### Material for this exercise:
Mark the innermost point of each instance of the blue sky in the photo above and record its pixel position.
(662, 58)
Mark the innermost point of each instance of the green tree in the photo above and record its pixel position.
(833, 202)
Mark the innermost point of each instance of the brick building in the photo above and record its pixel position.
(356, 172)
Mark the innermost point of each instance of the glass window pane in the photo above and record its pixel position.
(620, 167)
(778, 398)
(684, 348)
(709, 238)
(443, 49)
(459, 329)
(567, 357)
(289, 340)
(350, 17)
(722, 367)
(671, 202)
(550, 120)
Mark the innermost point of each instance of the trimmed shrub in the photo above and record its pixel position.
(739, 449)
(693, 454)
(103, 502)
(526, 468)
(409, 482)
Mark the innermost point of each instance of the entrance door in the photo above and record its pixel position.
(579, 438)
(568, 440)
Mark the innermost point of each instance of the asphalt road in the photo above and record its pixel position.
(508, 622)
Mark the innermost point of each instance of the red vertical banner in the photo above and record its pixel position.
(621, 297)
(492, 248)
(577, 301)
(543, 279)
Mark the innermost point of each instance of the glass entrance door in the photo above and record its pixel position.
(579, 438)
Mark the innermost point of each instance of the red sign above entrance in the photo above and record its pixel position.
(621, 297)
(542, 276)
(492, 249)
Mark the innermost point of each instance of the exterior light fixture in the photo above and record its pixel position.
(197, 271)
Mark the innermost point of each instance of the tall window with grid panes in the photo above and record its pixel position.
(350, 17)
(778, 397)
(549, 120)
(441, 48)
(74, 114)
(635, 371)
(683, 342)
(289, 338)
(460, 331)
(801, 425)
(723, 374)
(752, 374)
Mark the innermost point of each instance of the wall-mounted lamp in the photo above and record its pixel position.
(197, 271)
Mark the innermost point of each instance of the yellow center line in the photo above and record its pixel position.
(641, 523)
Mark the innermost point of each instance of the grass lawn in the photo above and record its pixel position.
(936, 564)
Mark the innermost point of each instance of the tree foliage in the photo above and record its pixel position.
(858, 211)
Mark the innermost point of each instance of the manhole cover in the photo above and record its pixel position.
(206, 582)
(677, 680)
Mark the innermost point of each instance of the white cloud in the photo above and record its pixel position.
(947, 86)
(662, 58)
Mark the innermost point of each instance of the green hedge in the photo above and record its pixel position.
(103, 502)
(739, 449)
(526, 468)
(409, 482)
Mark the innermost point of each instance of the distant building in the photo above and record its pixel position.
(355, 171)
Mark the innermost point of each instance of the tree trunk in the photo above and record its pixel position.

### Requirement:
All of the data, from the first line to the last, should be written out exactly.

### Task answer:
Mark the innermost point of each instance of the blue sky in the photo above and record its pixel position.
(662, 58)
Mark the innermost point of each instance of the green tree in the photo above and record its pixel position.
(833, 202)
Mark the innermost point of each instance of the brick building in the photo above and record its pixel position.
(356, 172)
Mark the innermost point of each instance of the glass window pane in the photo above and record its pixel position.
(620, 167)
(778, 398)
(684, 348)
(709, 238)
(443, 49)
(459, 329)
(567, 357)
(289, 340)
(350, 17)
(722, 367)
(671, 202)
(550, 120)
Mark the innermost point of each instance of the trimmed shrub in the photo above and record its pixel position.
(739, 449)
(693, 454)
(103, 502)
(526, 468)
(409, 482)
Mark the innermost point of each instance of the entrance door in the photo above and record its pixel position.
(579, 438)
(568, 440)
Mark the innermost point of each instance of the asphalt road in the photo above and record its pixel position.
(508, 622)
Mark the innermost point of each instance of the red vertical banner in the photo above and record its pixel position.
(621, 297)
(492, 248)
(577, 301)
(543, 279)
Mark the innermost point of each instance of the glass entrance door in the photo above and record its pixel position.
(579, 438)
Mark the innermost point of each instance of the red sign above entrance in the photo above and record its pixel position.
(621, 297)
(542, 276)
(492, 249)
Mark the innermost point of each instance of the exterior light fixture in the photo above and record its pixel position.
(197, 271)
Mark the innermost point of each instance of the tall window with grid panes in the photo above and record its pixel position.
(350, 17)
(778, 397)
(549, 120)
(441, 48)
(74, 114)
(635, 371)
(683, 342)
(289, 338)
(460, 331)
(801, 425)
(723, 374)
(752, 374)
Mark the innermost point of each instance of the wall-mounted lamp in the photo above and record its pixel position.
(197, 271)
Mark the innermost point of each instance of the yellow center line in the photo above and record its pixel position.
(641, 523)
Mark the innermost point of each instance of the grass lawn in the photo above and record its pixel position.
(936, 564)
Mark the innermost point of each instance of the tree foliage in the photo above and record its pixel position.
(858, 211)
Mark the innermost point of each instance of the manhole cover in the photo above and record its pixel position.
(206, 582)
(677, 680)
Mark the innermost point of each instance of the white cloud in the photo above and record its pixel position.
(947, 86)
(662, 58)
Mark the innermost point of each instance of the green hedge in the photo above and record its pixel position.
(103, 502)
(739, 449)
(526, 468)
(409, 482)
Mark the innermost point of each instance of the distant building in the photo above and record its pixel position.
(355, 171)
Mark the innermost point of each instance of the tree trunk in the photo above and record its pixel position.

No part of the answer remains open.